The webzine debuted with eight articles and a book review. Four articles by the journalist and academic Víctor Hurtado Oviedo, from San José, Costa Rica; two by historian José Luis Rénique, from New York, USA; one by Maruja Martínez, from Lima; and another by Domingo Martínez Castilla, from Missouri, USA.

After publishing some works by the founding members, Ciberayllu opened itself to receiving unsolicited collaborations.

During its first decade (1996–2006), the webzine was hosted on an Internet server at the University of Missouri, where one of its promoters worked. Starting in January 2007, it continued publication in its own website. Since September, 2004, the university stopped hosting the original webzine, but the whole archive is reachable from the current home page.

Ciberayllu developed a section dedicated to original academic works and testimonies about the Peruvian writer José María Arguedas, entitled Arguediana.

== Contents ==
The articles in Ciberayllu were organized into the following sections:

- Arguediana: articles on the life and works of the Peruvian writer and anthropologist José María Arguedas (1911–1969). This section includes essays of an academic nature, as well as personal testimonies by Alberto Escobar and Cecilia Bustamante, both very close to the great Peruvian writer.
- Essays: articles usually in academic format, mainly in the areas of literary criticism, history, economics, politics, linguistics, anthropology and ethnology (with emphasis on issues of the Andean region), philosophy and, in general, matters of Peruvian, Andean and Latin American interest.
- Literature: literary creation, mainly narrative fiction and poetry.
- Commentary: articles on various topics, including writings on authors, books, music and others.
- Chronicles: interviews with other authors and articles on the author's personal experiences.
- Culture: writings on music, folklore, and elements of Peruvian and Latin American cultures.
- Images: some works that combine text and photographs.
- Breviary: brief reviews and notices of recent books and publications.
- Editorial notes.
- List of authors, including brief biographical notes.

== Characteristics ==
Some relevant characteristics of Ciberayllu:

- The authors of Ciberayllu were never paid for their contributions, which were always voluntary.
- The publication did not contain commercial advertisements nor did it generate revenue of any kind.
- Ciberayllu was not organized into units or numbered editions, as it was published cumulatively, something similar to what would later be called a blog or logbook.
- Ciberayllu published original works.
- Number of articles published: 820 in the thematic sections, plus editorial notes and brief reviews.
- Number of collaborating authors: 230

== Authors ==
The authors who published in Ciberayllu included 230 academics, literary creators, journalists and, in general, writers, both recognized and new. Between 1996 and 2006, there were 197 contributors: 123 Peruvians (71 of them living outside Peru), and 74 authors from 22 other countries. Between 2007 and 2010, there were 68 contributors: 49 Peruvians (25 living outside Peru) and 19 from other countries.

== Recognitions and awards ==

- 1998: Ciberayllu was recognized as one of the “Five Best [Spanish language] Literary Magazines on the Internet” by Letralia, a Venezuelan publication.
- 2004: Ciberayllu received a tribute at the Institute of Advanced Studies on Latin America, at the Sorbonne, in Paris.
- 2005, Ciberayllu was also included in The Best of the Web for Latin American Studies, in the United Kingdom.

→ Entries supplied:

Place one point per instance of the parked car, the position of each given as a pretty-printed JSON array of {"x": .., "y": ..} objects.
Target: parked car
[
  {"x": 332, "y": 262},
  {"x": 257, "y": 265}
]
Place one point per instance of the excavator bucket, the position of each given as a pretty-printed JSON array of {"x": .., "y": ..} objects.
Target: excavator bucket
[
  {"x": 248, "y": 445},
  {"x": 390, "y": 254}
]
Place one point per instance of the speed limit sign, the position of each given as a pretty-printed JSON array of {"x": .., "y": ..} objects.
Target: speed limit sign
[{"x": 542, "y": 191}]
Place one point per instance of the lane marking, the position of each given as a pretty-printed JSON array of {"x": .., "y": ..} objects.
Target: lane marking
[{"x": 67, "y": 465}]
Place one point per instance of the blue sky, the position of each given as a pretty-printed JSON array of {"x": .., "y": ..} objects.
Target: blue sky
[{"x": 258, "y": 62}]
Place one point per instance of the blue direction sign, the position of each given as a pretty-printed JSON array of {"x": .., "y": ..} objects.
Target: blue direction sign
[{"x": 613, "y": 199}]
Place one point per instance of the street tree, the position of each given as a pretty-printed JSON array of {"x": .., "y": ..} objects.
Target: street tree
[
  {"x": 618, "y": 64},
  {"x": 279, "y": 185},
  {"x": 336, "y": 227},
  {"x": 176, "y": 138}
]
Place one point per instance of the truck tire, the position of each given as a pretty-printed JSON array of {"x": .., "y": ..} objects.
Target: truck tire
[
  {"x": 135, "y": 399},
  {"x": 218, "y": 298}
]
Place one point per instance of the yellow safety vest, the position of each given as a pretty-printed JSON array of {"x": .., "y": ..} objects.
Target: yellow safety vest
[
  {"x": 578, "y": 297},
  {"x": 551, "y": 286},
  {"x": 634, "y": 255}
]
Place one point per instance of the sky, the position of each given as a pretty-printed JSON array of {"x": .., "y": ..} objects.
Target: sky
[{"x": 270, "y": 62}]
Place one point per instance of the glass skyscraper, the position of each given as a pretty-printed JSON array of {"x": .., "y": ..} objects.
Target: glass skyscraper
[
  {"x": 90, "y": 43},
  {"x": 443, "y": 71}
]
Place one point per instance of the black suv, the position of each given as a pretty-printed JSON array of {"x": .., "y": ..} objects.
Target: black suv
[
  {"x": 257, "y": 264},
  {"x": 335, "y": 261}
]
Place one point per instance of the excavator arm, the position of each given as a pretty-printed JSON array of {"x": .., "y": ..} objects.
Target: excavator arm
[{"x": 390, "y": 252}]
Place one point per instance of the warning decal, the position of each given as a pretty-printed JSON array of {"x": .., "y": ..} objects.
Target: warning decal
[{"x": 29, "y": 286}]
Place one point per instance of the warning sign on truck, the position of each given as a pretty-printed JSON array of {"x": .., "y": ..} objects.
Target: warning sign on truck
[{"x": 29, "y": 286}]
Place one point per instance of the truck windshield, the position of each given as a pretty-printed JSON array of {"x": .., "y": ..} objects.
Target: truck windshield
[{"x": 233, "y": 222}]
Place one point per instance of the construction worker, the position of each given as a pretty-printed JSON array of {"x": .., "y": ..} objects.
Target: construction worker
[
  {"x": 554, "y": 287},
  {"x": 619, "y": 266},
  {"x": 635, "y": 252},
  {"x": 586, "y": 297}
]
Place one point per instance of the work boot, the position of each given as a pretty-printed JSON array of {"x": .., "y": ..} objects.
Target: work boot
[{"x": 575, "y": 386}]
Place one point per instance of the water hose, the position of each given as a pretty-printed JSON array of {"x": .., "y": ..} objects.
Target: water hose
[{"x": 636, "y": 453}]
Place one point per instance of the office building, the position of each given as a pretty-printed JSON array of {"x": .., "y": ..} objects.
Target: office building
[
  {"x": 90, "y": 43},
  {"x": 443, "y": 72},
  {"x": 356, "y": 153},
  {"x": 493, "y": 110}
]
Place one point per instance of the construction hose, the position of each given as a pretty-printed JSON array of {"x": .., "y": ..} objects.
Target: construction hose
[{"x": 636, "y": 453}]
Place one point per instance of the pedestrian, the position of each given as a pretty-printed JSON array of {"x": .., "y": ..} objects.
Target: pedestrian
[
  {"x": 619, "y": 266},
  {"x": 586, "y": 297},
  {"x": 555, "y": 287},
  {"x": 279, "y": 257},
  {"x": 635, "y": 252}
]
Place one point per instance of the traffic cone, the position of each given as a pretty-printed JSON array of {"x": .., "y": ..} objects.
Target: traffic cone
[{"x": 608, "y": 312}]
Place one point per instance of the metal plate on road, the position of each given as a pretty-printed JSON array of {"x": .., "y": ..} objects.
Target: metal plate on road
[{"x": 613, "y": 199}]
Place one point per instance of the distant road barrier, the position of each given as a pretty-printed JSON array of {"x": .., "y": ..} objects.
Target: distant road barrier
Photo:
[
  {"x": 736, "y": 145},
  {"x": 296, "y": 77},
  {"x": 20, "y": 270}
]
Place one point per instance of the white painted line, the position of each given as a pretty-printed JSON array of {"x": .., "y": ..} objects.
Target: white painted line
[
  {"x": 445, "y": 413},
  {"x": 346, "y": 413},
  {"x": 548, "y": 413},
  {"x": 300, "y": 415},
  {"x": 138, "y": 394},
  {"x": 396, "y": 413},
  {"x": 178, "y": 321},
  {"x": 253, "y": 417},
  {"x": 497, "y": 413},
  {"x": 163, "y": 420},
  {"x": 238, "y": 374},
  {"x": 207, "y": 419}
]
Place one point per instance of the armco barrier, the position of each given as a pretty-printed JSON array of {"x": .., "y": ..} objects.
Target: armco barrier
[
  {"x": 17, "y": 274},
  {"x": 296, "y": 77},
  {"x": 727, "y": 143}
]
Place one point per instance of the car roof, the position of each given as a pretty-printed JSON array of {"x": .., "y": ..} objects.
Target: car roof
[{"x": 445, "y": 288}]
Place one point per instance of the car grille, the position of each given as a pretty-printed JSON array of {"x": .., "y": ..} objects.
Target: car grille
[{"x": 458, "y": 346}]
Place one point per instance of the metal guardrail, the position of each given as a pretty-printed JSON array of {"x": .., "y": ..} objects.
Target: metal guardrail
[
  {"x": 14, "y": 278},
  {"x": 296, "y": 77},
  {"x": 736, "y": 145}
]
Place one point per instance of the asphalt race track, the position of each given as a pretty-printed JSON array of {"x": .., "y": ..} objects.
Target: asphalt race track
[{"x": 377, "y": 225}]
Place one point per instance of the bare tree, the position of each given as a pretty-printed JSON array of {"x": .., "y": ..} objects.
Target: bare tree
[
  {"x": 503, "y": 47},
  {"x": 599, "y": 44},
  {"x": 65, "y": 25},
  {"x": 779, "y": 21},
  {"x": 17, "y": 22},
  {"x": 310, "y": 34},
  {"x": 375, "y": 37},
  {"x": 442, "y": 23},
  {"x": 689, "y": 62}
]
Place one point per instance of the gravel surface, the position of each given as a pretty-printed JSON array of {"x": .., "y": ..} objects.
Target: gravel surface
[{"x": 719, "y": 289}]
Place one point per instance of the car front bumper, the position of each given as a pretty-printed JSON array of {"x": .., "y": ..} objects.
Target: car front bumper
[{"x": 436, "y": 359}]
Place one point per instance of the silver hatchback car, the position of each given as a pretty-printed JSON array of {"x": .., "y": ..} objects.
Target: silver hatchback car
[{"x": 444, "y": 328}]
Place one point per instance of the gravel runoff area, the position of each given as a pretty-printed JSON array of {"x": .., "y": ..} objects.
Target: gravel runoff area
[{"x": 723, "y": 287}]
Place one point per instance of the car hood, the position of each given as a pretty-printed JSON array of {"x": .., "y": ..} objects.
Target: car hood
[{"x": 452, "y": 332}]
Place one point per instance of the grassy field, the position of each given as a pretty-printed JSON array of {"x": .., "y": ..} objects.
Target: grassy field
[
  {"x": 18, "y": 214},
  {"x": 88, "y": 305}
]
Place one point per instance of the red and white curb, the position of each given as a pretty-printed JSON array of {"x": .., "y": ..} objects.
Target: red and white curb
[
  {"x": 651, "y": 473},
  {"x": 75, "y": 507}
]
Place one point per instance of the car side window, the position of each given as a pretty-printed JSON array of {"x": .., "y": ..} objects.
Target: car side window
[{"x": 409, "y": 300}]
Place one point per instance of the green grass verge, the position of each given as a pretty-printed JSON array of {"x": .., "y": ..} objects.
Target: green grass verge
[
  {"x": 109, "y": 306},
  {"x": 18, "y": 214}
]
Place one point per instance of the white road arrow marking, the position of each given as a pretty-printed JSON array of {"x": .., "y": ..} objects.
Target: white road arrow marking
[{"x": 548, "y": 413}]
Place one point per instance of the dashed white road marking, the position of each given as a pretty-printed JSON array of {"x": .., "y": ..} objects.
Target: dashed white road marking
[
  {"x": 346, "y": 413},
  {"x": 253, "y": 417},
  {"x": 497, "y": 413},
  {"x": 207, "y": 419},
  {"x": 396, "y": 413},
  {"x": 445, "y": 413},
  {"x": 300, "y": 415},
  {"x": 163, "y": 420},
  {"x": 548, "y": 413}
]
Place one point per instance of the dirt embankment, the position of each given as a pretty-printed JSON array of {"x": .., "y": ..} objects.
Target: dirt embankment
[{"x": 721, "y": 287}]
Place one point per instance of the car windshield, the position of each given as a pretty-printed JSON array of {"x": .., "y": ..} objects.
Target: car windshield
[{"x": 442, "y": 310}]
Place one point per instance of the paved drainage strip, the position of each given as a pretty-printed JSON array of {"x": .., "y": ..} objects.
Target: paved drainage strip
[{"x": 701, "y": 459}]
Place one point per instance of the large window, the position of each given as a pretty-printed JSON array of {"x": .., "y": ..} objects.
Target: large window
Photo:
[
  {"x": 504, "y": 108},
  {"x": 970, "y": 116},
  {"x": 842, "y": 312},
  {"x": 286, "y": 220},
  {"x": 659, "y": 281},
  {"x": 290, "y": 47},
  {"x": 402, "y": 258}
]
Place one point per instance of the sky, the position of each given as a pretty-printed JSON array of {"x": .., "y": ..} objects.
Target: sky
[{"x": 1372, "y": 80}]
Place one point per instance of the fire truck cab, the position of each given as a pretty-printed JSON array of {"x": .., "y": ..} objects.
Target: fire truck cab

→ Required actions:
[1] According to the Ciberayllu text, where was the webzine hosted during its first decade?
[2] Extract the part of the Ciberayllu text starting at "- The authors" and ending at "blog or logbook.".
The entries have no connection to the Ciberayllu text.

→ Answers for the exercise:
[1] On an Internet server at the University of Missouri.

[2]
- The authors of Ciberayllu were never paid for their contributions, which were always voluntary.
- The publication did not contain commercial advertisements nor did it generate revenue of any kind.
- Ciberayllu was not organized into units or numbered editions, as it was published cumulatively, something similar to what would later be called a blog or logbook.